- [DATA FOR THIS EXERCISE]
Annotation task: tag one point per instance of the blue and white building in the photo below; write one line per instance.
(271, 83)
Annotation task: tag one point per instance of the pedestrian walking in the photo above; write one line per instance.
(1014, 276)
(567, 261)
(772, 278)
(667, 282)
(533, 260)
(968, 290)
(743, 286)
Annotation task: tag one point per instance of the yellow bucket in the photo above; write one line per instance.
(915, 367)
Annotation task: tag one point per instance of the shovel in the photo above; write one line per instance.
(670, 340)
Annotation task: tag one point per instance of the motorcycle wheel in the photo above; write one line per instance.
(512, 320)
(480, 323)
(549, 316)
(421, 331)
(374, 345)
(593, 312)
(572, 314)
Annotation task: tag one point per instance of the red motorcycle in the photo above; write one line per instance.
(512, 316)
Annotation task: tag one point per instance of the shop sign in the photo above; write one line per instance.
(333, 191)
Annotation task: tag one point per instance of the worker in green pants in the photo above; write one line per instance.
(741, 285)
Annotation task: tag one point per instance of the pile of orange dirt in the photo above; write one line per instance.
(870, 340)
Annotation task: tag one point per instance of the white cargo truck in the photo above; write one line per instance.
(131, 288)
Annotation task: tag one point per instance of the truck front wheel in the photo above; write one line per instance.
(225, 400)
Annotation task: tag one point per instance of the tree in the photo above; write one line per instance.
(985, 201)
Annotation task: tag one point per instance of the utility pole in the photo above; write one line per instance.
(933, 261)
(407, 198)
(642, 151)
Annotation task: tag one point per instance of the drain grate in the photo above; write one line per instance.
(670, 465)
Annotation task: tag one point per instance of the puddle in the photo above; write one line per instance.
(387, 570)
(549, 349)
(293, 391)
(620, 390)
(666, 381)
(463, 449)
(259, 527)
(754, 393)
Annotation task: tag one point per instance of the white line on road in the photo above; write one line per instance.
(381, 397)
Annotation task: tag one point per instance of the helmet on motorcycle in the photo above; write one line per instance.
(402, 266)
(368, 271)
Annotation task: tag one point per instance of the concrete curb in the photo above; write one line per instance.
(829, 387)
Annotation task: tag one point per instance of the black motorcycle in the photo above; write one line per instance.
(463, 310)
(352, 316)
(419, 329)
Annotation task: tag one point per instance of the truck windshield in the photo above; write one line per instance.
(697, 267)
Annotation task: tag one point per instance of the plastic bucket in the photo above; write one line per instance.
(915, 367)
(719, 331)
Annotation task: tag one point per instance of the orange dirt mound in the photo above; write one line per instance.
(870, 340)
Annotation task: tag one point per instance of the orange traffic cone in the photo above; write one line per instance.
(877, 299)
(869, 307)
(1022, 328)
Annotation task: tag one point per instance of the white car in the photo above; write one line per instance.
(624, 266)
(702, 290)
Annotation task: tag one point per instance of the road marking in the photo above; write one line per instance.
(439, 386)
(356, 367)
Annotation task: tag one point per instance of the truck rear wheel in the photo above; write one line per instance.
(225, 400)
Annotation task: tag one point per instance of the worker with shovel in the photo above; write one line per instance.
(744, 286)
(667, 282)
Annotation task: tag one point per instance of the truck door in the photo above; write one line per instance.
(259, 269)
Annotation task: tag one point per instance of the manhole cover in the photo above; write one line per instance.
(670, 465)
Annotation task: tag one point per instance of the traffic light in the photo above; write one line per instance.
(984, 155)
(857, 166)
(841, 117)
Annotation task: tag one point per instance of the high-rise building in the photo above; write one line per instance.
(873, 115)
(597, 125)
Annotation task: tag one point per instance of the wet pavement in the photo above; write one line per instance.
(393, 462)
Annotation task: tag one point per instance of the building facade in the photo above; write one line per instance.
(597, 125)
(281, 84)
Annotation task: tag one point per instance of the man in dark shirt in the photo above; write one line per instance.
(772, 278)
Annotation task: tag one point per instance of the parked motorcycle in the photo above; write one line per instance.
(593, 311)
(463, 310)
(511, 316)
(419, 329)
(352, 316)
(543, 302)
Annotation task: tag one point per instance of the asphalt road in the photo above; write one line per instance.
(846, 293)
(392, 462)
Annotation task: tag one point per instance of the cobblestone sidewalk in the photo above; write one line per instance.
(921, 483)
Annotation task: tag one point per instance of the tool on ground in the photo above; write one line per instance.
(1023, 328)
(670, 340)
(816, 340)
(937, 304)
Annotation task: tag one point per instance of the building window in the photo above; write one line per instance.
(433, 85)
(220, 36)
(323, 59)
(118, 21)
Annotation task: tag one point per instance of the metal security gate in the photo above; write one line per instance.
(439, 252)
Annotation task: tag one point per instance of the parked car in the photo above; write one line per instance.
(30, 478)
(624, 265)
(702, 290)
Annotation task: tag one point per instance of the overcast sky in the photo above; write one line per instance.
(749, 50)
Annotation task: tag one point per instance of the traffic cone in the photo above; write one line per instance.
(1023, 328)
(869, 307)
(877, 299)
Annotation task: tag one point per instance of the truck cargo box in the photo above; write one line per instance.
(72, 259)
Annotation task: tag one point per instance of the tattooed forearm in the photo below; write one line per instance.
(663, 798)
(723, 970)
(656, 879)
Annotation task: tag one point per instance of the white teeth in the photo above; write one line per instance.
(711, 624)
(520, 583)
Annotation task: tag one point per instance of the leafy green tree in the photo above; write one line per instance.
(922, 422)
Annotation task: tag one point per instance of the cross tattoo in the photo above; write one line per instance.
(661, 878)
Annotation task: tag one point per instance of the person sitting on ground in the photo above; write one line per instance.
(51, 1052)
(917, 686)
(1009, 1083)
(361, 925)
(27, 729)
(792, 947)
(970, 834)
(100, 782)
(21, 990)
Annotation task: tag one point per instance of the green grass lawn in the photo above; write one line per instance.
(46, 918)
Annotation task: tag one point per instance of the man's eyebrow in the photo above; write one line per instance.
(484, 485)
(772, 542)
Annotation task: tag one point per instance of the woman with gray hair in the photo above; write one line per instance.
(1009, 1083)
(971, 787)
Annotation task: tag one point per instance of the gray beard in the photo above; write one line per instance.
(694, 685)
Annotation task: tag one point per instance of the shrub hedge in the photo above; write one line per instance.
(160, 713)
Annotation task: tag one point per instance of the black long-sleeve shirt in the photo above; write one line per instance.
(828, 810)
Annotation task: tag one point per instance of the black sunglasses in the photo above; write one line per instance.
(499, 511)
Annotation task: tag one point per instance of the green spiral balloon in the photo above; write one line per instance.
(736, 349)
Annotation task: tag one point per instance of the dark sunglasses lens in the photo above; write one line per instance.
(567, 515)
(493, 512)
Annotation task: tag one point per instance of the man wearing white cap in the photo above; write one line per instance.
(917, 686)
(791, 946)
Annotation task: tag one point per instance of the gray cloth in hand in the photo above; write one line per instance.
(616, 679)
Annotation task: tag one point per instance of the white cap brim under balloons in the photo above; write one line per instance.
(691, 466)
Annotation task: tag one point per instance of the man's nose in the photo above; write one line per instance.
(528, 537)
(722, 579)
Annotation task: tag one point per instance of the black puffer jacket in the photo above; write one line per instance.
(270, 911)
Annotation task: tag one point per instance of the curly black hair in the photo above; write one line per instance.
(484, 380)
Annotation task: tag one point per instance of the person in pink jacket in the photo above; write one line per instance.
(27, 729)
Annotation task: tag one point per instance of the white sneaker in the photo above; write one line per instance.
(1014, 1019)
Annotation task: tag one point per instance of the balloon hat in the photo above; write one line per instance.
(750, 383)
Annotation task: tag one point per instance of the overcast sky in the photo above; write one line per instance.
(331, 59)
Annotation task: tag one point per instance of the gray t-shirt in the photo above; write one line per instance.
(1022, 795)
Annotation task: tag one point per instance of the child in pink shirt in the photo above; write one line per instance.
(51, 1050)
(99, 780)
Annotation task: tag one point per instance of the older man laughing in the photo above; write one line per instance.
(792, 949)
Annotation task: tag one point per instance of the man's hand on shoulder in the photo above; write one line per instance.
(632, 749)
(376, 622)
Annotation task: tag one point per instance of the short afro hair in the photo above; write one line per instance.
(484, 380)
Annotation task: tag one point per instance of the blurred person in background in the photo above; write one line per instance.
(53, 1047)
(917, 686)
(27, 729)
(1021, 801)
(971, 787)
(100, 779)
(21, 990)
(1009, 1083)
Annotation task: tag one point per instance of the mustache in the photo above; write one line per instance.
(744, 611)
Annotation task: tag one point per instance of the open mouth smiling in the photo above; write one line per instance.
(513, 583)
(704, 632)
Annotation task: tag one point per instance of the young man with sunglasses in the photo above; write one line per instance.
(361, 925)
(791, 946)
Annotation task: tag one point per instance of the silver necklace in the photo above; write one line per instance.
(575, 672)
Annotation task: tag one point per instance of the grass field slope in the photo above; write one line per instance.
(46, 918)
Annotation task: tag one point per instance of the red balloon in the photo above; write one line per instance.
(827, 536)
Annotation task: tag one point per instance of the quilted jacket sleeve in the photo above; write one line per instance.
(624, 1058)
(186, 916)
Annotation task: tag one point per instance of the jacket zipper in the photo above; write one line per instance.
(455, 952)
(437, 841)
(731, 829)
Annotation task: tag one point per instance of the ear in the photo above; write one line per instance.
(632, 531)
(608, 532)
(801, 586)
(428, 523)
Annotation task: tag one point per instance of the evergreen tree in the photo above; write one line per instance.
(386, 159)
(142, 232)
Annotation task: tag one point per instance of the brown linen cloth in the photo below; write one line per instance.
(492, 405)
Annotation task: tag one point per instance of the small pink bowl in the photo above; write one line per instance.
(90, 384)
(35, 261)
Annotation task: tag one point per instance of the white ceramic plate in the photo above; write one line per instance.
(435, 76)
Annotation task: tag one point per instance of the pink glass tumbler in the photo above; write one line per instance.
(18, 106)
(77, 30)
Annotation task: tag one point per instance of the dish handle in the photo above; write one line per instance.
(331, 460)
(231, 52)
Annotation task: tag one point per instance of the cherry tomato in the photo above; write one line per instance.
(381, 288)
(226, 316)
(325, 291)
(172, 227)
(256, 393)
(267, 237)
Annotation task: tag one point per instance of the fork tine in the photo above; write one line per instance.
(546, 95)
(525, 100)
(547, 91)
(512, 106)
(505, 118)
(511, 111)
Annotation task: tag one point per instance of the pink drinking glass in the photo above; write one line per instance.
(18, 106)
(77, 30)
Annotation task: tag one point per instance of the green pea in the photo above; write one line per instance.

- [GIVEN INSTRUCTION] Starting with the line that contains "Annotation task: tag one point per instance of the jacket", print each line through the last one in the listing. Include both end lines and add nothing.

- [TASK OUTPUT]
Annotation task: tag one point per instance of the jacket zipper in the photo above; write one line per instance.
(455, 952)
(437, 841)
(731, 829)
Annotation task: tag one point per instance of the ear in the photo above; write one line per instance.
(632, 531)
(608, 532)
(801, 586)
(428, 523)
Annotation task: tag one point per instance of the evergreen tree in the photo above; write one line per instance.
(386, 159)
(142, 232)
Annotation task: tag one point per instance of the brown linen cloth in the photo below; write one line per instance.
(492, 405)
Annotation task: tag one point per instance of the small pink bowl in the photo above; write one line per instance.
(90, 384)
(35, 261)
Annotation task: tag one point per instance of the white ceramic plate in the photo above; write one line per instance.
(435, 76)
Annotation task: tag one point per instance of the pink glass tumbler in the photo above; write one line per instance.
(18, 106)
(77, 30)
Annotation task: tag one point per instance of the dish handle in the photo above; write one line per instance.
(331, 460)
(231, 52)
Annotation task: tag one point per instance of the cherry tomato in the photo above; write one line per instance.
(381, 288)
(226, 316)
(325, 291)
(172, 227)
(256, 393)
(267, 237)
Annotation task: tag one point per instance of the fork tine in the photo above; write one line per instance.
(546, 95)
(525, 100)
(547, 91)
(512, 106)
(505, 118)
(511, 111)
Annotation task: tag one point per instance of the pink drinking glass in the photo above; write one line per instance.
(18, 106)
(77, 30)
Annotation task: tag one point per instance of the green pea in the photo above; write one line per instance.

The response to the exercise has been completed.